■ AIM OF THE EXERCISE ■
An exact transcript of all the records is required, with nothing left out.

___ RECORDS PROVIDED

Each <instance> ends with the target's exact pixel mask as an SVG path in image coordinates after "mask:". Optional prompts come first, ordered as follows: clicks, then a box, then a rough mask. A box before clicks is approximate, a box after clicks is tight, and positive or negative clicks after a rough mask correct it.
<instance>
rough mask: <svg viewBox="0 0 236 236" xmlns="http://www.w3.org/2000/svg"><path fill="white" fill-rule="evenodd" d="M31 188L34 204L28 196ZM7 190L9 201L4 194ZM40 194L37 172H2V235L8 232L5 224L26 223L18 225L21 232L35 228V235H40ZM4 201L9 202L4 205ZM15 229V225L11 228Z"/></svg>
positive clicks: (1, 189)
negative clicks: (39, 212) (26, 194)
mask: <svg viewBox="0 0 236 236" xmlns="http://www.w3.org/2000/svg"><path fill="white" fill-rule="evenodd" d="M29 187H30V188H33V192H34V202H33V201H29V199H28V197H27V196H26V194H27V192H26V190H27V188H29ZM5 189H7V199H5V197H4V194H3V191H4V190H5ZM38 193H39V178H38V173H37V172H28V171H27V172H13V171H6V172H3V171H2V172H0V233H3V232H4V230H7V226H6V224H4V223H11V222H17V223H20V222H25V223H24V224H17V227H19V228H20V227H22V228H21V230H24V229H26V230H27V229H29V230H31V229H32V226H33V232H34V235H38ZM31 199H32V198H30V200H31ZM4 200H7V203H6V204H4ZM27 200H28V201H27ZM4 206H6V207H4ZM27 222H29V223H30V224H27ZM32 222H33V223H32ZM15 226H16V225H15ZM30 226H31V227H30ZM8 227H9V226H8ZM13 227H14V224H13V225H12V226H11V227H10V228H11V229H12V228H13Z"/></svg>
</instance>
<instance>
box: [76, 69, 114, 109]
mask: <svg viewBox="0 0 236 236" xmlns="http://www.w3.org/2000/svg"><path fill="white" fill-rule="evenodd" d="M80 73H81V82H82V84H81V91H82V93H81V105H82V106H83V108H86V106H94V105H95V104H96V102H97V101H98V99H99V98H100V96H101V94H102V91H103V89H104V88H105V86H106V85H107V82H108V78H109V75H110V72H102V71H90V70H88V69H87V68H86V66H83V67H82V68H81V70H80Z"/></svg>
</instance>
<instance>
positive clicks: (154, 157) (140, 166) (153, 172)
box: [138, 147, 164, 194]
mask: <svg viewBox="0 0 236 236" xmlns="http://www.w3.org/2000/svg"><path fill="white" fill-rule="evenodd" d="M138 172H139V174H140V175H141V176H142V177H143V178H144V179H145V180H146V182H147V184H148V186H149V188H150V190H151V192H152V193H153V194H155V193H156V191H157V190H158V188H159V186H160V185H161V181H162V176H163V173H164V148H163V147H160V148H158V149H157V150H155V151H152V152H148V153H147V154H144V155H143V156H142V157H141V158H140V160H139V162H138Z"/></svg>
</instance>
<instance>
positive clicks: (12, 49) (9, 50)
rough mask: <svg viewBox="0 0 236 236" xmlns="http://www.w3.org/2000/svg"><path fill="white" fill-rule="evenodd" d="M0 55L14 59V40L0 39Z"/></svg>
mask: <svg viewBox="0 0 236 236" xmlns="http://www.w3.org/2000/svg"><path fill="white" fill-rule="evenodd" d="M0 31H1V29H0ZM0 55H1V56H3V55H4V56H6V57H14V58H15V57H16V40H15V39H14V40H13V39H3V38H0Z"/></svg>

______

■ TASK ANSWER ■
Each <instance> ends with the target's exact pixel mask as an SVG path in image coordinates after "mask:". Optional prompts come first, ordered as follows: clicks, then a box, then a rough mask. A box before clicks is approximate, a box after clicks is tight, and positive or negative clicks after a rough mask correct it.
<instance>
rough mask: <svg viewBox="0 0 236 236" xmlns="http://www.w3.org/2000/svg"><path fill="white" fill-rule="evenodd" d="M31 188L34 204L28 196ZM7 190L9 201L4 194ZM40 194L37 172H2V235L8 232L5 224L26 223L18 225L21 232L35 228V235H40ZM4 201L9 202L4 205ZM15 229V225L11 228Z"/></svg>
positive clicks: (1, 189)
negative clicks: (39, 212) (26, 194)
mask: <svg viewBox="0 0 236 236" xmlns="http://www.w3.org/2000/svg"><path fill="white" fill-rule="evenodd" d="M29 187H30V188H33V192H34V202H33V201H29V199H28V197H27V196H26V194H27V192H26V190H27V188H29ZM5 189H7V199H5V197H4V194H3V191H4V190H5ZM38 193H39V178H38V173H37V172H28V171H27V172H13V171H6V172H3V171H2V172H0V233H3V232H4V230H7V226H6V224H4V223H11V222H17V223H20V222H25V223H24V224H17V227H19V228H20V227H22V228H21V230H24V229H26V230H27V229H29V230H31V229H32V226H33V232H34V235H38ZM31 199H32V198H30V200H31ZM4 200H7V203H6V204H4ZM27 200H28V201H27ZM4 206H6V207H4ZM27 222H29V223H30V224H27ZM32 222H33V223H32ZM15 226H16V225H15ZM30 226H31V227H30ZM8 227H9V226H8ZM13 227H14V224H13V225H12V226H11V227H10V228H11V229H12V228H13Z"/></svg>
</instance>
<instance>
box: [76, 69, 114, 109]
mask: <svg viewBox="0 0 236 236" xmlns="http://www.w3.org/2000/svg"><path fill="white" fill-rule="evenodd" d="M80 73H81V82H82V84H81V91H82V93H81V105H82V106H83V108H86V106H94V105H95V104H96V102H97V101H98V99H99V98H100V96H101V94H102V91H103V89H104V88H105V86H106V85H107V82H108V78H109V75H110V72H102V71H90V70H88V69H87V68H86V66H83V67H82V68H81V70H80Z"/></svg>
</instance>
<instance>
positive clicks: (154, 157) (140, 166) (153, 172)
box: [138, 147, 164, 194]
mask: <svg viewBox="0 0 236 236" xmlns="http://www.w3.org/2000/svg"><path fill="white" fill-rule="evenodd" d="M138 172H139V174H140V175H141V176H142V177H143V178H144V179H145V180H146V182H147V184H148V186H149V188H150V190H151V192H152V193H153V194H155V193H156V191H157V190H158V188H159V186H160V185H161V181H162V176H163V173H164V148H163V147H160V148H158V149H157V150H155V151H152V152H148V153H147V154H144V155H143V156H142V157H141V158H140V160H139V162H138Z"/></svg>
</instance>
<instance>
positive clicks: (12, 49) (9, 50)
rough mask: <svg viewBox="0 0 236 236" xmlns="http://www.w3.org/2000/svg"><path fill="white" fill-rule="evenodd" d="M0 55L14 59V40L0 39Z"/></svg>
mask: <svg viewBox="0 0 236 236" xmlns="http://www.w3.org/2000/svg"><path fill="white" fill-rule="evenodd" d="M0 31H1V29H0ZM0 55H1V56H3V55H4V56H6V57H14V58H15V57H16V40H15V39H14V40H13V39H3V38H0Z"/></svg>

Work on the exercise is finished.